Instruction
Write out every row below word for word, omitting the pictures.
* start Records for this exercise *
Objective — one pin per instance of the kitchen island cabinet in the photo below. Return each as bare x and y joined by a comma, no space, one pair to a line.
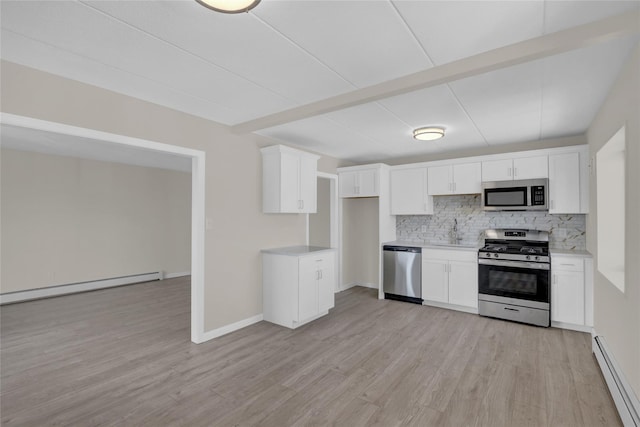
572,292
298,284
516,168
289,183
* end Records for this exercise *
Exercise output
Objective — one pin per instance of the kitchen island cabinet in the photo below. Return each as bare x and y joined by a comma, no space, one pair to a line.
572,292
298,284
516,168
289,183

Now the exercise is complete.